_Work instruction_
In the records below, find the line that contains "is the flat-roofed" and repeat it, along with each line after it, exactly as written.

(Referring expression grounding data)
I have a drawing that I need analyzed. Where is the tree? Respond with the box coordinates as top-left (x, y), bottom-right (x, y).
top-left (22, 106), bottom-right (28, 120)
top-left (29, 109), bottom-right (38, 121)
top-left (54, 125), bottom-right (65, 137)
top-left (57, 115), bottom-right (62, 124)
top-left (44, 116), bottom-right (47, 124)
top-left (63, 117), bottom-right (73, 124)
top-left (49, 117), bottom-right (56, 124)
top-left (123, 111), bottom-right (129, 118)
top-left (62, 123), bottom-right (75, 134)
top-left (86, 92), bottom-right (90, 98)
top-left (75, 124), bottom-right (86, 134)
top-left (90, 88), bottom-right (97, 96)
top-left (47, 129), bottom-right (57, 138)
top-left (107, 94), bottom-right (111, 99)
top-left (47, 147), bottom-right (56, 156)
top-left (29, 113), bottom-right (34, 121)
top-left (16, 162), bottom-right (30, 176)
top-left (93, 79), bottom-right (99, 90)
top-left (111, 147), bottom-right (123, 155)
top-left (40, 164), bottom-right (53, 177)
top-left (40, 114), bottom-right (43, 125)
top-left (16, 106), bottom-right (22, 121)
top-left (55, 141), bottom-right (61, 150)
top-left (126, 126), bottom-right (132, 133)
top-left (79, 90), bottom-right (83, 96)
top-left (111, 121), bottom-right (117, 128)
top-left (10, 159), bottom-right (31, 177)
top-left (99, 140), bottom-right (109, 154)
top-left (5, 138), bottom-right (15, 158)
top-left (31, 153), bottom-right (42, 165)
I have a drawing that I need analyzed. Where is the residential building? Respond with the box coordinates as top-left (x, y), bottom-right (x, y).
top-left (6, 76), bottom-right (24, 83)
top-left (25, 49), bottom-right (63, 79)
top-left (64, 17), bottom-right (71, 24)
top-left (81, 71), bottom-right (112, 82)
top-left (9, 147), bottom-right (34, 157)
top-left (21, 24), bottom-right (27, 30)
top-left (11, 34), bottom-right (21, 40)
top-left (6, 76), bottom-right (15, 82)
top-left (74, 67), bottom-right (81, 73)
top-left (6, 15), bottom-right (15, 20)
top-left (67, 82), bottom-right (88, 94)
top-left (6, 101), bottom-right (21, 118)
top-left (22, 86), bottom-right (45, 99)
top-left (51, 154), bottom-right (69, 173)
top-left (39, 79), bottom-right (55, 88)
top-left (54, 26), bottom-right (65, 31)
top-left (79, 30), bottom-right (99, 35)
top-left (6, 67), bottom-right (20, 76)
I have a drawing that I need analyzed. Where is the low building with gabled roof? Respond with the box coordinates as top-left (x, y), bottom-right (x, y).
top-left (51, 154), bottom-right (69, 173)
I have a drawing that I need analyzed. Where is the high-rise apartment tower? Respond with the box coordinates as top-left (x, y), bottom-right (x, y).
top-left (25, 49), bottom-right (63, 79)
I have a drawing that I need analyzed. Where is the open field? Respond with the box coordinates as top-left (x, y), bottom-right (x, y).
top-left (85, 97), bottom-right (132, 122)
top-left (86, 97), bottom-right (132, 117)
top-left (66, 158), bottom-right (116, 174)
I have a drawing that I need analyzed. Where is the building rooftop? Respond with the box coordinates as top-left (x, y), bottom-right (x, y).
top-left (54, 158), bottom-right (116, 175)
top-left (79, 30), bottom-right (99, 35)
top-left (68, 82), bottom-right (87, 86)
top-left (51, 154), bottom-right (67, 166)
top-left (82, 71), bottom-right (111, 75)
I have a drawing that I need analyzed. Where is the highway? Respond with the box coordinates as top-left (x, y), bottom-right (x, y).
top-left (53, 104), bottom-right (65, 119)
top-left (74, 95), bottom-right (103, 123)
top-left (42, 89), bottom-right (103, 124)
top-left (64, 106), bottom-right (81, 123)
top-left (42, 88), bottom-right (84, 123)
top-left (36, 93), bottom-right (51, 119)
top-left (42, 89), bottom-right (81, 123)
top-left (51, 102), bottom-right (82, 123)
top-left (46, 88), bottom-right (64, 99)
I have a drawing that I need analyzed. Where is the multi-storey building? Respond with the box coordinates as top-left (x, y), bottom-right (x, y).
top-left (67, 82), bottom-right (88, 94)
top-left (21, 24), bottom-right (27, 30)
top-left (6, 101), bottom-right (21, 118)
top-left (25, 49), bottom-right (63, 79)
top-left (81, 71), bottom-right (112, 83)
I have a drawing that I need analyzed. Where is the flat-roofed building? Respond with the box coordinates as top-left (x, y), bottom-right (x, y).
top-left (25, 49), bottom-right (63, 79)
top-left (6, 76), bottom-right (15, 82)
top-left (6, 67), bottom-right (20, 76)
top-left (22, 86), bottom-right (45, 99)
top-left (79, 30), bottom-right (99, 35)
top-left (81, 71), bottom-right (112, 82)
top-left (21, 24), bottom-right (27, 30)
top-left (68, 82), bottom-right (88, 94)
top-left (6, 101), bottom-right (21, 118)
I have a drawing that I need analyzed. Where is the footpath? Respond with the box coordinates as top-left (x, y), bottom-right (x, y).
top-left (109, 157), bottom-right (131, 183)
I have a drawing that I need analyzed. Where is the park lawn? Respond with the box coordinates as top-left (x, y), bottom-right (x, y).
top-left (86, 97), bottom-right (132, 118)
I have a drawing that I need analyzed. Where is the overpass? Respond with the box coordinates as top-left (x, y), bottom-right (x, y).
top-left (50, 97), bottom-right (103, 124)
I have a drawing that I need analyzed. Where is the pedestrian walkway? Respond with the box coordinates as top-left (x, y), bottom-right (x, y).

_Answer_
I have a drawing that I need analyzed. Where is the flat-roofed building? Respond with the box coordinates as top-left (x, y), bottom-right (x, y).
top-left (25, 49), bottom-right (63, 79)
top-left (6, 76), bottom-right (15, 82)
top-left (6, 67), bottom-right (20, 76)
top-left (22, 86), bottom-right (45, 99)
top-left (79, 30), bottom-right (99, 35)
top-left (81, 71), bottom-right (112, 82)
top-left (21, 24), bottom-right (27, 30)
top-left (68, 82), bottom-right (88, 94)
top-left (6, 101), bottom-right (21, 118)
I have a drawing that I need analyzed. Where is the footpath? Respond with the box coordinates as top-left (x, y), bottom-right (x, y).
top-left (109, 157), bottom-right (131, 183)
I have a drawing that I need analyzed. Where is the park lawn? Respond with the box coordinates as top-left (x, y), bottom-right (x, y).
top-left (86, 97), bottom-right (132, 118)
I have a drawing that I need analyzed. Where is the overpass? Respond with the box coordinates as top-left (x, y), bottom-right (x, y).
top-left (50, 97), bottom-right (103, 124)
I have a drawing that I need analyzed. Where is the pedestrian walkway? Respond with the box coordinates as top-left (x, y), bottom-right (x, y).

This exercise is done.